* **WHAT IS ASKED**:
Please rewrite everything from "The above restrictions" down to "the 1940 Act." in the fund disclosure, renaming "money market mutual funds" as "money market funds".

* **PAGE TEXT**:
The above restrictions might not apply to the Fund’s investments in money market mutual funds, if the Fund’s investments fall within the exceptions set forth under the Rules and Regulations of the 1940 Act.

 

If the Fund invests in investment companies, pursuant to Section 12(d)(1)(F), it must comply with the following voting restrictions: when the Fund exercises voting rights, by proxy or otherwise, with respect to investment companies owned by the Fund, the Fund will either seek instruction from the Fund’s shareholders with regard to the voting of all proxies and vote in accordance with such instructions, or vote the shares held by the Fund in the same proportion as the vote of all other holders of such security. In addition, an investment company purchased by the Fund pursuant to Section 12(d)(1)(F) shall not be required to redeem its shares in an amount exceeding 1% of such investment company’s total outstanding shares in any period of less than thirty days. In addition to the management and operational fees the Fund bears directly in connection with its own operation, the Fund also bears its pro rata portion of the advisory and operational expenses of the other investment companies in which it invests.

 

Short Sales. The Fund may seek to realize additional gains through short sales. Short sales are transactions in which the Fund sells a security that it does not own, in anticipation of a decline in the value of that security. To complete such a transaction, the Fund must borrow the security to make delivery to the buyer. The Fund is then obligated to replace the security borrowed by purchasing it in the market at or prior to the time of replacement. The price at such time may be more or less than the price at which the security was sold by the Fund. Until the security is replaced, the Fund is required to repay the lender any dividends or interest that accrue during the period of the loan. To borrow the security, the Fund may also be required to pay a premium, which would increase the cost of the security sold. The net proceeds of the short sale will be retained by the broker (or by the Trust’s custodian in a special custody account), to the extent necessary to meet margin requirements, until the short position is closed out. The Fund will also incur transaction costs in effecting short sales.

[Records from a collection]
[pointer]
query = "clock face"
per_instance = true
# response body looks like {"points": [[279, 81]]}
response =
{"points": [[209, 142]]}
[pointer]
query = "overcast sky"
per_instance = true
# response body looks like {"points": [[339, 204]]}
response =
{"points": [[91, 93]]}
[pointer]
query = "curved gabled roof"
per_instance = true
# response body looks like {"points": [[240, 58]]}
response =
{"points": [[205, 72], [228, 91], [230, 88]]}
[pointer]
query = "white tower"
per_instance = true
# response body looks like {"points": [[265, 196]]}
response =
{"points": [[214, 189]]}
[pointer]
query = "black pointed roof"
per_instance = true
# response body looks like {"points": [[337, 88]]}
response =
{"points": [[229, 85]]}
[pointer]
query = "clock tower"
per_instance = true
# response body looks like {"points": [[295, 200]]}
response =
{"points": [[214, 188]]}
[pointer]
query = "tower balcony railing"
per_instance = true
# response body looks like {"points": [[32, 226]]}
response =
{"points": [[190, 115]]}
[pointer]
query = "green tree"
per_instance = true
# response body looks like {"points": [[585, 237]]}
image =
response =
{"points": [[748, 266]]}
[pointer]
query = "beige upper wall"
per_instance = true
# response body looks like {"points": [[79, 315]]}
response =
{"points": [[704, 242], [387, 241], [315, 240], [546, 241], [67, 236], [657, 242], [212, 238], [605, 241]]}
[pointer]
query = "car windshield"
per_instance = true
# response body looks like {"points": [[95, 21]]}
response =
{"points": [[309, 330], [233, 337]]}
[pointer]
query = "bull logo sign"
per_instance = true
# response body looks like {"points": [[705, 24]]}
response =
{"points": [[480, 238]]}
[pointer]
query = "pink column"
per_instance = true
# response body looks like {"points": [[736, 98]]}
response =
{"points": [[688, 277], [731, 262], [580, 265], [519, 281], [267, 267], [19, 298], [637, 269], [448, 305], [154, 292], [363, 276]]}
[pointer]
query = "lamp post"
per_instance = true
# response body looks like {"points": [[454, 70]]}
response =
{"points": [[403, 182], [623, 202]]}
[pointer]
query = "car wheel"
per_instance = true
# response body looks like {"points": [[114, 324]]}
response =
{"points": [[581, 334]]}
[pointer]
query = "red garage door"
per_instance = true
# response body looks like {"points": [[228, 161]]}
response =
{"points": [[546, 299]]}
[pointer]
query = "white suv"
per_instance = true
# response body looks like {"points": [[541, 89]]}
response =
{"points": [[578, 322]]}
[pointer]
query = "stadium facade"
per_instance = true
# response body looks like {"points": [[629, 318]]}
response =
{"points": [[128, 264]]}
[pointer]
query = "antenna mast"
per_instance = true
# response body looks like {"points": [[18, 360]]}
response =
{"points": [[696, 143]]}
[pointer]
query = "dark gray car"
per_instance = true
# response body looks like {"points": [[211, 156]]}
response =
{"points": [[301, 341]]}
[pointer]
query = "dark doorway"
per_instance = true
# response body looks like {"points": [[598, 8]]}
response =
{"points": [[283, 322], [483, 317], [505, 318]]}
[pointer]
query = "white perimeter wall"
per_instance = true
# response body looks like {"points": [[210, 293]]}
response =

* **FINAL ANSWER**:
The above restrictions might not apply to the Fund’s investments in money market funds, if the Fund’s investments fall within the exceptions set forth under the Rules and Regulations of the 1940 Act.